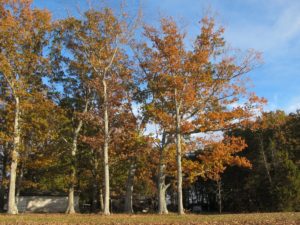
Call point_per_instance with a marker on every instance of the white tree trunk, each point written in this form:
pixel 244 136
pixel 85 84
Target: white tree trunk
pixel 178 154
pixel 105 152
pixel 162 187
pixel 12 208
pixel 129 189
pixel 219 187
pixel 71 204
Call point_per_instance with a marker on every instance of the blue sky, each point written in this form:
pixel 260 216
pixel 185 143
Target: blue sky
pixel 269 26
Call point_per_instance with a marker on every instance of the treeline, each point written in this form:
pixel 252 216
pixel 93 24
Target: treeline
pixel 273 183
pixel 107 107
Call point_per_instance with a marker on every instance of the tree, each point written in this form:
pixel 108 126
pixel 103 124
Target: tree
pixel 193 91
pixel 98 39
pixel 23 34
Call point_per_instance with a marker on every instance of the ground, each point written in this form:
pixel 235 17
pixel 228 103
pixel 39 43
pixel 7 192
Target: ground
pixel 121 219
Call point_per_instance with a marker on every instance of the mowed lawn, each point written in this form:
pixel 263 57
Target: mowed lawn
pixel 93 219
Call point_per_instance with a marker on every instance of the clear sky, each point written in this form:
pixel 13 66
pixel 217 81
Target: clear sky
pixel 269 26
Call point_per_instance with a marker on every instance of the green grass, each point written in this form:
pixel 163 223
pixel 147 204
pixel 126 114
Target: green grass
pixel 93 219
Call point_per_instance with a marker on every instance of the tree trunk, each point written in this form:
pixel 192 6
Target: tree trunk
pixel 71 203
pixel 105 152
pixel 71 208
pixel 2 186
pixel 265 159
pixel 12 208
pixel 162 187
pixel 219 194
pixel 129 189
pixel 178 154
pixel 101 203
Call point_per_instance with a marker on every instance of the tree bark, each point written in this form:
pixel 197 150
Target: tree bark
pixel 105 152
pixel 71 203
pixel 129 189
pixel 178 154
pixel 162 187
pixel 219 187
pixel 265 159
pixel 12 208
pixel 101 203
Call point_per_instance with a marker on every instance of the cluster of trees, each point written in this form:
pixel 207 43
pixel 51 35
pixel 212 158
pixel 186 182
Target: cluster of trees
pixel 273 183
pixel 79 96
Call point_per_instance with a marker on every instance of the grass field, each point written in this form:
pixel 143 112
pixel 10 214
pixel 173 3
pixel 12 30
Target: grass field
pixel 93 219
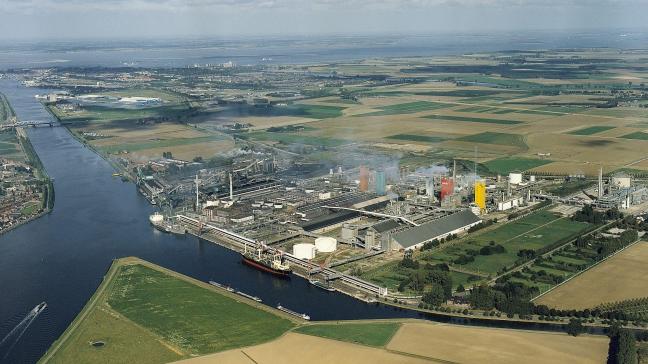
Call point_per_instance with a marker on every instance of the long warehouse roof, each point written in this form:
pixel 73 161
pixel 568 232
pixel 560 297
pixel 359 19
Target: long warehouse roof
pixel 433 229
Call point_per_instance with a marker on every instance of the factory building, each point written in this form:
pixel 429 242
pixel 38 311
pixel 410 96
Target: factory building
pixel 416 236
pixel 447 188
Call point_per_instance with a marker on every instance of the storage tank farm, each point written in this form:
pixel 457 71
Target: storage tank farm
pixel 326 244
pixel 304 251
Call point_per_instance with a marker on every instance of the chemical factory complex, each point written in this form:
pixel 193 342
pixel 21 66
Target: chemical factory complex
pixel 332 227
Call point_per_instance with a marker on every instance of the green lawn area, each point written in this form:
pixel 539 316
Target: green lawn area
pixel 134 147
pixel 371 334
pixel 591 130
pixel 191 317
pixel 472 119
pixel 535 231
pixel 320 111
pixel 640 135
pixel 417 138
pixel 145 314
pixel 123 340
pixel 510 164
pixel 495 138
pixel 407 108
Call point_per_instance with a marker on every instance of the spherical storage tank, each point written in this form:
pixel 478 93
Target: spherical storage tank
pixel 304 251
pixel 326 244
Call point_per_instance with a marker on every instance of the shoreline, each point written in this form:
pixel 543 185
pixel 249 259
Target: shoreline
pixel 461 319
pixel 108 280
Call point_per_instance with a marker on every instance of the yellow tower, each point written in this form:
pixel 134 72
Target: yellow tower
pixel 480 194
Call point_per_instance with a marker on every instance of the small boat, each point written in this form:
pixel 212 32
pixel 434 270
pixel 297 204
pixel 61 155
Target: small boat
pixel 248 296
pixel 321 285
pixel 216 284
pixel 291 312
pixel 38 309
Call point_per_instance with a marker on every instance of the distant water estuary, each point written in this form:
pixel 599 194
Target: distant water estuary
pixel 61 257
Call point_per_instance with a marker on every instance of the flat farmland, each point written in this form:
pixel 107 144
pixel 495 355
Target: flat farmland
pixel 619 278
pixel 535 231
pixel 509 164
pixel 141 314
pixel 591 130
pixel 151 140
pixel 294 348
pixel 463 344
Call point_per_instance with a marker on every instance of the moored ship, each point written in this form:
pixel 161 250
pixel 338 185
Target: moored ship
pixel 271 263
···
What to produce »
This task calls for an exact copy of the data above, without pictures.

Result »
Call point_per_instance with a marker on every instance of the white tree trunk, each point written in this form:
pixel 244 136
pixel 85 84
Target: white tree trunk
pixel 178 154
pixel 105 152
pixel 162 187
pixel 12 208
pixel 129 189
pixel 219 187
pixel 71 204
Call point_per_instance with a marker on every instance of the blue sky, each point written in this form:
pixel 260 216
pixel 185 143
Target: blue sky
pixel 269 26
Call point_per_instance with a marker on every instance of the treeline, each point written in this form:
pixel 252 216
pixel 93 24
Target: treeline
pixel 273 183
pixel 107 107
Call point_per_instance with a marker on every instance of the tree, each point written in this form:
pixel 108 126
pixel 103 124
Target: tree
pixel 193 91
pixel 98 39
pixel 23 34
Call point_per_instance with a marker on every instance of the ground, each point written in this form:
pixel 235 17
pixel 228 103
pixel 39 43
pixel 7 192
Target: ground
pixel 121 219
Call point_per_instance with a marker on every instance of the mowed lawn, each point written in this form:
pixel 263 57
Target: mowed lawn
pixel 93 219
Call point_per_instance with a marker on every instance of the clear sky, each point written in this form:
pixel 13 66
pixel 217 81
Target: clear sky
pixel 269 26
Call point_per_instance with a marker on every instance of the green grass, each point written in this form:
pixel 163 223
pixel 147 204
pixel 126 114
Target: green grass
pixel 93 219
Call point_per_instance with a marker on every instance of the tree trunk, each point written in this form:
pixel 192 6
Target: tree trunk
pixel 71 203
pixel 105 152
pixel 71 208
pixel 2 186
pixel 265 159
pixel 12 208
pixel 162 187
pixel 219 194
pixel 129 189
pixel 178 154
pixel 101 203
Call point_per_instance with a marker on every instance of the tree bark, each point written in this form:
pixel 197 150
Target: tree bark
pixel 105 152
pixel 71 203
pixel 129 189
pixel 178 154
pixel 162 187
pixel 219 187
pixel 265 159
pixel 12 208
pixel 101 203
Call point_per_instance with a marker on every instance of the cluster of trees, each point written in this form:
pixel 207 43
pixel 51 35
pixel 212 158
pixel 186 182
Target: cluster of trees
pixel 273 183
pixel 79 96
Call point_per_instance with a marker on every instance of the grass field, each point written in this form:
pixel 143 112
pixel 10 214
pixel 173 3
pixel 12 30
Target: grass field
pixel 93 219
Call point_per_instance with a marker on every instance of the long warehouse roof, each point written in this form:
pixel 73 161
pixel 568 232
pixel 560 297
pixel 359 19
Target: long warehouse roof
pixel 433 229
Call point_per_instance with a marker on every instance of the factory building, each point written in this form:
pixel 429 242
pixel 38 311
pixel 410 96
Target: factory building
pixel 416 236
pixel 447 188
Call point_per_instance with a marker on every instance of the storage tank farm, each point written in this form:
pixel 457 71
Target: storage tank farm
pixel 326 244
pixel 304 251
Call point_per_instance with a marker on every instance of the chemical factory complex, each point written in this form:
pixel 193 342
pixel 21 66
Target: chemical factory complex
pixel 332 227
Call point_per_instance with a marker on every instance of the green lawn area, each point written in this form:
pixel 539 316
Target: green lawn area
pixel 134 147
pixel 371 334
pixel 591 130
pixel 191 317
pixel 472 119
pixel 535 231
pixel 320 111
pixel 640 135
pixel 417 138
pixel 145 314
pixel 123 340
pixel 510 164
pixel 495 138
pixel 407 108
Call point_per_instance with a marker on every instance of the spherical storage tank, each point written in this form:
pixel 478 93
Target: spherical storage tank
pixel 304 251
pixel 326 244
Call point_per_instance with a marker on every instance of the shoreline, each point written in this form:
pixel 543 185
pixel 249 259
Target: shoreline
pixel 461 319
pixel 108 280
Call point_per_instance with a marker on every instance of the yellow tower, each point written in this form:
pixel 134 72
Target: yellow tower
pixel 480 194
Call point_per_instance with a marker on every instance of the small boat, each point written in this form:
pixel 212 32
pixel 434 270
pixel 297 204
pixel 61 155
Target: small boat
pixel 248 296
pixel 321 285
pixel 216 284
pixel 291 312
pixel 38 309
Call point_per_instance with a marker on every instance of the distant water estuary, each point written in this form:
pixel 599 194
Target: distant water estuary
pixel 61 257
Call point_per_instance with a marker on every instance of the flat farmland, each point written in this form:
pixel 107 144
pixel 495 355
Target: flat farmland
pixel 619 278
pixel 535 231
pixel 509 164
pixel 141 314
pixel 591 130
pixel 151 140
pixel 294 348
pixel 463 344
Call point_per_instance with a marker on every instance of the moored ship, each point written in this form:
pixel 161 250
pixel 338 185
Target: moored ship
pixel 271 263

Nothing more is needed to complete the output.